:: WHAT THE TASK REQUIRES ::
Which lines in the items below contain the word "grill"? Return each of those lines in full.

:: SUPPLIED DATA ::

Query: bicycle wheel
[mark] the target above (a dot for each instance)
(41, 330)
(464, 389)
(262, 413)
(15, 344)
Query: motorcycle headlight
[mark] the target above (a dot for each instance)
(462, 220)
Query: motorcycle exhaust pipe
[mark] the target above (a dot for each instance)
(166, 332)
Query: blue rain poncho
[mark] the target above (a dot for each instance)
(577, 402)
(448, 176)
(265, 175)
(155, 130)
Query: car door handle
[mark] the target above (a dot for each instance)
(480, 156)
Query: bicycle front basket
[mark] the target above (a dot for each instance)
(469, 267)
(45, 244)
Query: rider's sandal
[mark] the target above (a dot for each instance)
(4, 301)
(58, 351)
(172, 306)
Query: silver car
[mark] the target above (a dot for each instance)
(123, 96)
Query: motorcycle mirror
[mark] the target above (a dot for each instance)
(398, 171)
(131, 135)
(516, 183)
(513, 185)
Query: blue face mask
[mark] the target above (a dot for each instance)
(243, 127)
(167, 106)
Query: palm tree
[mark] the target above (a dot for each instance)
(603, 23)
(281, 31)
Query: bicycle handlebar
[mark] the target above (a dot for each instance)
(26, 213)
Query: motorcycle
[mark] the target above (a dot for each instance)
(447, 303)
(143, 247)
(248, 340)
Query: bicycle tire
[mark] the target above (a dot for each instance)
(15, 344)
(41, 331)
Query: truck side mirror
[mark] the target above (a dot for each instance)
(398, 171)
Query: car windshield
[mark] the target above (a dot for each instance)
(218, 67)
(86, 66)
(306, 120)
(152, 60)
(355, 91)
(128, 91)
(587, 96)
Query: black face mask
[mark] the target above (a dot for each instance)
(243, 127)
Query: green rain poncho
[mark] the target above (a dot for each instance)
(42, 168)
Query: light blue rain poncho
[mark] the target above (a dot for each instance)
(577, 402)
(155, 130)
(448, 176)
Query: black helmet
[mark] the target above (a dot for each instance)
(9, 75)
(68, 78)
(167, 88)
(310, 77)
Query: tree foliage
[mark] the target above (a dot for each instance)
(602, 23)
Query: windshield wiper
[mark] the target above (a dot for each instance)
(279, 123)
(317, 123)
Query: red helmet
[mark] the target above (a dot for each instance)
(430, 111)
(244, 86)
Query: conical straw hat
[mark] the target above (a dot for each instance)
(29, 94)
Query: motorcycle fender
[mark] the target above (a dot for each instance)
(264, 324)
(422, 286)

--

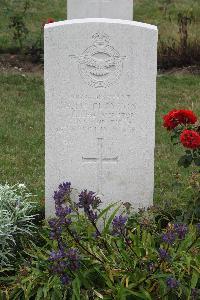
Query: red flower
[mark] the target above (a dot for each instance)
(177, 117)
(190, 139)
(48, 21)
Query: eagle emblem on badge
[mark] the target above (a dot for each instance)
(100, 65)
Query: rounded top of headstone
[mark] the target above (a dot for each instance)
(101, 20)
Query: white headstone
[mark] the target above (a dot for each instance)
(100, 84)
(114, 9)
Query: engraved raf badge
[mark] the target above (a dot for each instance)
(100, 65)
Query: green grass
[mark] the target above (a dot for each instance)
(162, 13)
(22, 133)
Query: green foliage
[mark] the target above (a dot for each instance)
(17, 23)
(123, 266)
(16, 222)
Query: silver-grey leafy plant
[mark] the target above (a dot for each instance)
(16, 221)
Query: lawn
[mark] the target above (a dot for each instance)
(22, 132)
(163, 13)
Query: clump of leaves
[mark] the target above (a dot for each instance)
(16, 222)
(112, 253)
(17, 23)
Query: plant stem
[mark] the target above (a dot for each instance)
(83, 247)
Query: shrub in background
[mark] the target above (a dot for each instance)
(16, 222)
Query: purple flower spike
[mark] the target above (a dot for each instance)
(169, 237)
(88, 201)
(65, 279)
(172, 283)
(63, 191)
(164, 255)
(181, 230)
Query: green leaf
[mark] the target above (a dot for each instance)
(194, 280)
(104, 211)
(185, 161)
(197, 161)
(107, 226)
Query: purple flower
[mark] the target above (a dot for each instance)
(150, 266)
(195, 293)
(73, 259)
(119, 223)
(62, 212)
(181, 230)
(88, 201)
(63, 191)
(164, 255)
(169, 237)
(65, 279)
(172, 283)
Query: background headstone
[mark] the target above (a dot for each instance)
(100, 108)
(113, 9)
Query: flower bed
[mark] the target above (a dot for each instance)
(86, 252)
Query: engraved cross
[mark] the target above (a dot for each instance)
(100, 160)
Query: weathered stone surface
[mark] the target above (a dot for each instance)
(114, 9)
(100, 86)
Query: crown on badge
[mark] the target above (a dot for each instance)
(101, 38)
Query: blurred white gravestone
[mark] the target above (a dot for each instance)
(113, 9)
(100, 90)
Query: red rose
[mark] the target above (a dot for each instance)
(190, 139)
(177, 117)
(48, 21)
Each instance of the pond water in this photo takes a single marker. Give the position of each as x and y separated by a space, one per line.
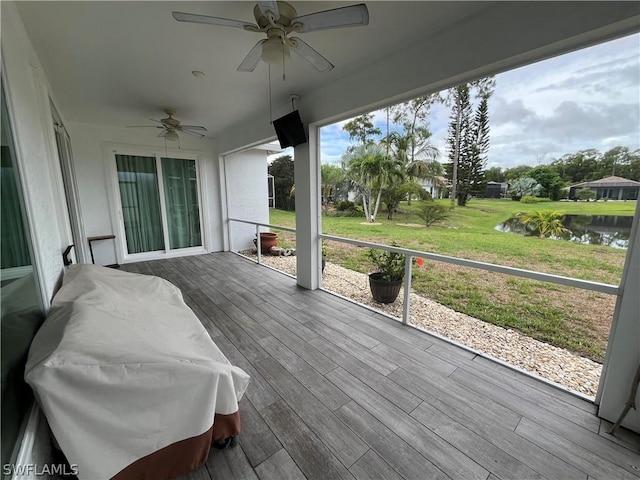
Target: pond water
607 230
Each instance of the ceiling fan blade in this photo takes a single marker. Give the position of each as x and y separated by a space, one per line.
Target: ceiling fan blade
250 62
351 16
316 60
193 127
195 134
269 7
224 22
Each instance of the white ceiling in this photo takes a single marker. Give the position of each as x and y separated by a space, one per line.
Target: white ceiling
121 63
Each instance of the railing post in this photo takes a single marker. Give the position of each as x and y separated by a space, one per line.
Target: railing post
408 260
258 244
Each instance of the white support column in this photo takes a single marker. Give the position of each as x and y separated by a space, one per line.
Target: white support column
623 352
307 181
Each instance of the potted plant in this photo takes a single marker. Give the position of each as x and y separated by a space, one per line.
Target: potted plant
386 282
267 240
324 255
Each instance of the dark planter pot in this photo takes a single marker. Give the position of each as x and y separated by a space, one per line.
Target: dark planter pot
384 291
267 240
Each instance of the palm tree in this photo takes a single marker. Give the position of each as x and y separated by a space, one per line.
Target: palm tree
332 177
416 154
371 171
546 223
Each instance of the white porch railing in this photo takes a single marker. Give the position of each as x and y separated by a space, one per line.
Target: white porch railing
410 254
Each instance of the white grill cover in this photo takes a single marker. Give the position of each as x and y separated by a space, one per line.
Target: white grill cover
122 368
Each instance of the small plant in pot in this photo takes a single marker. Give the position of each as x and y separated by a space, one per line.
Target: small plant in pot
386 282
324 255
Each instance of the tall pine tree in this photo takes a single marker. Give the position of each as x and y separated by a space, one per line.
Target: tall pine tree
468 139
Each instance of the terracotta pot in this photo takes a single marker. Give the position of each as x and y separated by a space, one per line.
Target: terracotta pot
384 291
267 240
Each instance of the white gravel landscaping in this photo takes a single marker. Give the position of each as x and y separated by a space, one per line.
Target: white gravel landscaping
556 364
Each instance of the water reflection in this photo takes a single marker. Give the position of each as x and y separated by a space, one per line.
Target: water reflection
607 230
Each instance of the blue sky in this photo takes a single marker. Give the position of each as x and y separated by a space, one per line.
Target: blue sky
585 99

==

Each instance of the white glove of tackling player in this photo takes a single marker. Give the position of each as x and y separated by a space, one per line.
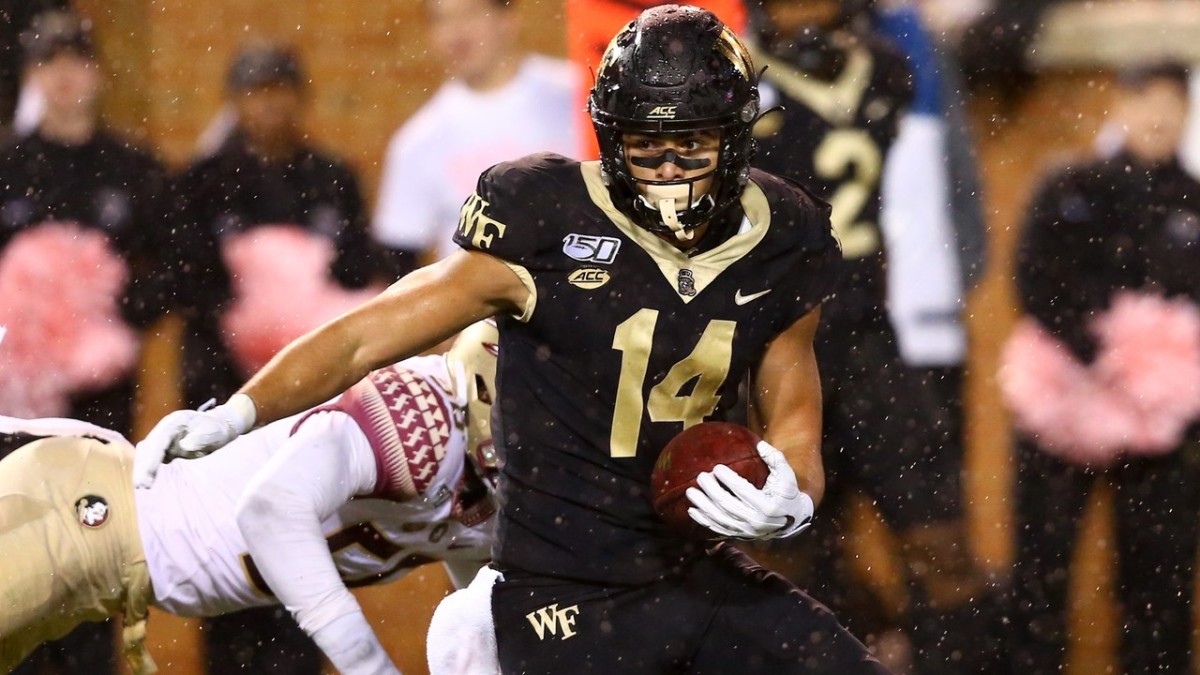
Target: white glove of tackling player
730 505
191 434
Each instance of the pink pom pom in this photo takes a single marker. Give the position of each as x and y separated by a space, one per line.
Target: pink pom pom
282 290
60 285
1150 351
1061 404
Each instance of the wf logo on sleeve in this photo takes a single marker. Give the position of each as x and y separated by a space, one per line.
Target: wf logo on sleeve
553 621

:: FINISHED EXERCISE ::
Each instance of the white grill cover in this photo takes a single marker. Give the position of each as x and y separated by a space, one per line.
Target: white grill cover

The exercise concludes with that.